TASK DETAILS — Please write the data out once more, exactly as it is given.

•••

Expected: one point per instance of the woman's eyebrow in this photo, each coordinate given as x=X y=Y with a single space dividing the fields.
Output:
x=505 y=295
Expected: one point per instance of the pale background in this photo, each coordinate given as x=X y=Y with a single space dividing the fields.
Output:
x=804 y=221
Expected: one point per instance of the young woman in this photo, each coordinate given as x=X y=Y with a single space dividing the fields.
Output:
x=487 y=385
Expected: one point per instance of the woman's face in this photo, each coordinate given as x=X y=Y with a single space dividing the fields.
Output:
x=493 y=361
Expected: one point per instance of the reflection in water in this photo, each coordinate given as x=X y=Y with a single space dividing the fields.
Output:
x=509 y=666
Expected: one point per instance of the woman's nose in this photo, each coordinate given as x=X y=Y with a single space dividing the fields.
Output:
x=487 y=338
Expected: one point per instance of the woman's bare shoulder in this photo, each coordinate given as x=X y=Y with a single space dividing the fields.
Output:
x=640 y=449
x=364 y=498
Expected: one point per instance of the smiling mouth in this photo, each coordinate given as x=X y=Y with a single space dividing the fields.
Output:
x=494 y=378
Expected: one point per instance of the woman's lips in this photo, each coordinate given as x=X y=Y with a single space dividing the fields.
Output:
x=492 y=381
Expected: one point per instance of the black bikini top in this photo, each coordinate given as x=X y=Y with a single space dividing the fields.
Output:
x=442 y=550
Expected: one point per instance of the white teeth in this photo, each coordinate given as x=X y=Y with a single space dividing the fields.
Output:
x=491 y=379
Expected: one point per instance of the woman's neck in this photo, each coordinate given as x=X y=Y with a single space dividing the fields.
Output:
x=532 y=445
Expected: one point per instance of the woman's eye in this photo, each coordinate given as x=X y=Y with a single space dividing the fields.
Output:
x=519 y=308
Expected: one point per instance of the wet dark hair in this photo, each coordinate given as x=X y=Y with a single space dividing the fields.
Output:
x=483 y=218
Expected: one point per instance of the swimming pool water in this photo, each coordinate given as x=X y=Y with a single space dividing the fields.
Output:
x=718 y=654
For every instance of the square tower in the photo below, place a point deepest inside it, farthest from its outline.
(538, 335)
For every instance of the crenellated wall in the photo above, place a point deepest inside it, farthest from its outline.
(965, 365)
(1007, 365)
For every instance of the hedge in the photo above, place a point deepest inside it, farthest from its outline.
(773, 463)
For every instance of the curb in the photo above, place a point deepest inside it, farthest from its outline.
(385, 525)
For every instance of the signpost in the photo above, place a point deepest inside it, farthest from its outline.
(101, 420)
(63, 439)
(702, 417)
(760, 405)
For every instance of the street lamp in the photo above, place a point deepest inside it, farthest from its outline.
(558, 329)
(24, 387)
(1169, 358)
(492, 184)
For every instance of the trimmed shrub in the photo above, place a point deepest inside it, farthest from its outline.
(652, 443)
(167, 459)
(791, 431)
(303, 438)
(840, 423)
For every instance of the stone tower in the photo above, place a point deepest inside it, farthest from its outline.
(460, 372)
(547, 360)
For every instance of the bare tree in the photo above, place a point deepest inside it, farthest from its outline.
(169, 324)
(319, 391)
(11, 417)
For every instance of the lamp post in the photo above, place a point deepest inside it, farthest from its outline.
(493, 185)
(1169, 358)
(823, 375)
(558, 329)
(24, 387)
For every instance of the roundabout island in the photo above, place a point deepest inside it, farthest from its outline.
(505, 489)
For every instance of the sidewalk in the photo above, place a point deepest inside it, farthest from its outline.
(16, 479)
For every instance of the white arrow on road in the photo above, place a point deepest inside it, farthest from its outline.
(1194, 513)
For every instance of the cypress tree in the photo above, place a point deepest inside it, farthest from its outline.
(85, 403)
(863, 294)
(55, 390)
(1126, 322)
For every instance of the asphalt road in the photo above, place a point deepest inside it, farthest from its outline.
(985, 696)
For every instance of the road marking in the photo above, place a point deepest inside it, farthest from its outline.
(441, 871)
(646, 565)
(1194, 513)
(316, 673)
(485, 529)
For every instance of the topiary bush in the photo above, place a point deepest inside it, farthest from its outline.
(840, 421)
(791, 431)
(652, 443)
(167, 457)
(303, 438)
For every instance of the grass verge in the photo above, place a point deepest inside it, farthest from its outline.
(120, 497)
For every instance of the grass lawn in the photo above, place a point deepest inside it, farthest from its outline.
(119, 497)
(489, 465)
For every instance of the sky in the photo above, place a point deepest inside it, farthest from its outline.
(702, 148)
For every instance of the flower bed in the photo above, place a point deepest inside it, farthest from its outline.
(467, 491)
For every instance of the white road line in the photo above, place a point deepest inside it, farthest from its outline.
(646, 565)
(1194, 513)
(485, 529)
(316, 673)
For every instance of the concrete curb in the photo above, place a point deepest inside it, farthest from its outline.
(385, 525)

•••

EXPECTED ANSWER —
Expected: one point per instance of the woman's eyebrow in this photo, each coordinate given as x=X y=Y with a single space dividing the fields.
Output:
x=505 y=295
Expected: one point per instance of the pale background in this photo, each coordinate given as x=X y=Y with a single space dividing the fields.
Output:
x=804 y=221
Expected: one point per instance of the young woman in this photo, each coordinate given as x=X y=Y with a single space dividing the fields.
Output:
x=487 y=385
Expected: one point per instance of the woman's face in this photo, each coordinate given as x=X y=Y with a single space dividing the fields.
Output:
x=493 y=361
Expected: one point per instance of the reflection in water in this photo, each coordinate given as x=X y=Y with a single space dividing the fields.
Output:
x=509 y=666
Expected: one point per instance of the woman's nose in this photo, each coordinate given as x=X y=Y with a single space dividing the fields.
Output:
x=487 y=338
Expected: one point per instance of the woman's bare shoulder in this photo, each coordinate given as x=X y=Y with a single space dividing the fields.
Output:
x=640 y=449
x=364 y=498
Expected: one point per instance of the smiling mouth in this photo, each coordinate given as x=X y=Y with a single space dividing the fields.
Output:
x=494 y=378
Expected: one point per instance of the woman's lips in this photo, each coordinate given as x=X y=Y with a single space dividing the fields.
Output:
x=492 y=381
Expected: one point per instance of the black bikini top in this photo, each coordinate given as x=X y=Y with a single space dividing the fields.
Output:
x=442 y=550
Expected: one point per instance of the white teeth in this photo, each coordinate given as x=X y=Y with a single space dividing the fields.
Output:
x=491 y=379
Expected: one point per instance of the woman's neck in this photo, each coordinate given as x=X y=Y with a single space dividing the fields.
Output:
x=532 y=445
Expected: one point per instance of the woman's eye in this photo, each coordinate given as x=X y=Y with a single space dividing the fields.
Output:
x=519 y=308
Expected: one point per instance of the wet dark hair in this photo, each coordinate given as x=X y=Y with a single space dividing the fields.
Output:
x=483 y=218
Expected: one point per instance of the swimming pool water in this photo, each coordinate given as x=X y=Y with a single space dividing the fields.
Output:
x=718 y=654
For every instance of the square tower in the photo below, place a point deepest inside it, farthest from its outline.
(538, 335)
For every instance of the crenellated wall in the photo above, place a point deepest inside it, farthest from its outline.
(965, 365)
(1007, 365)
For every instance of the hedge in the photo above, place a point deepest inside it, farthest from its outline.
(773, 463)
For every instance of the curb in the photo above, place a point deepest inside it, farthest from its outline.
(385, 525)
For every instance of the signpost in the photo above, place a point deepest inside it, farthest from its outline.
(101, 420)
(63, 439)
(702, 417)
(760, 405)
For every instance of the street lamp in the photo above, place a point deepest inside it, farthest from its outline.
(558, 329)
(24, 387)
(1169, 358)
(492, 184)
For every instance of the trimmed shrub in the photo above, place a point deepest inside it, farthest from its outline.
(652, 443)
(167, 459)
(791, 431)
(303, 438)
(840, 423)
For every instance of the stone tower in the photo above, place a point deepest inside it, farthest from its outline.
(460, 372)
(547, 360)
For every instance of the bare tree in the photo above, place a point deepest inside it, farthest from its outline.
(169, 324)
(319, 391)
(11, 417)
For every instance of the lamp post in the photo above, place a point deepest inside it, farthest from its outline.
(493, 185)
(1169, 358)
(823, 375)
(558, 329)
(24, 387)
For every instance of the roundabout island in the photo above, place a point deepest inside it, farthest from its outline.
(505, 489)
For every instance of the sidewalk in the photo above, place a point deepest inside it, farthest from its outline.
(16, 479)
For every instance of the white arrow on road in the photo above, place a point deepest inside it, farthest from its outline.
(1194, 513)
For every instance of the cypress tree in the photo above, place a point deepest inside it, farthest from its outline.
(85, 403)
(863, 294)
(55, 390)
(1126, 322)
For every instance of the asphalt road in the photo above, place a point deepest inside it, farthest from its outline.
(985, 696)
For every instance of the road marking in the photo above, place a point deepest inside it, farthest from its outline.
(441, 871)
(646, 565)
(1194, 513)
(316, 673)
(485, 529)
For every instance of the topiary bush in the photo above, place a point deepest inside it, farthest from its outline.
(840, 421)
(791, 431)
(652, 443)
(167, 457)
(303, 438)
For every instance of the grass verge in the photo above, place a point deepest inside it, farthest from its outline.
(120, 497)
For every instance of the grass lawn in the photo above, place a point deepest inside it, farthest from its outline.
(119, 497)
(489, 465)
For every instance of the sky in the photo above, place a point deepest inside it, farthest from its outline.
(702, 148)
For every instance of the flower bed in the photo above, place a point deepest inside it, farthest from its outline.
(467, 491)
For every instance of the white road line in the photo above, place a point deepest inside it, farthest from its outline.
(646, 565)
(1194, 513)
(485, 529)
(316, 673)
For every instance of the concrete curb in the photo above, place a point deepest inside it, farthest from its outline.
(385, 525)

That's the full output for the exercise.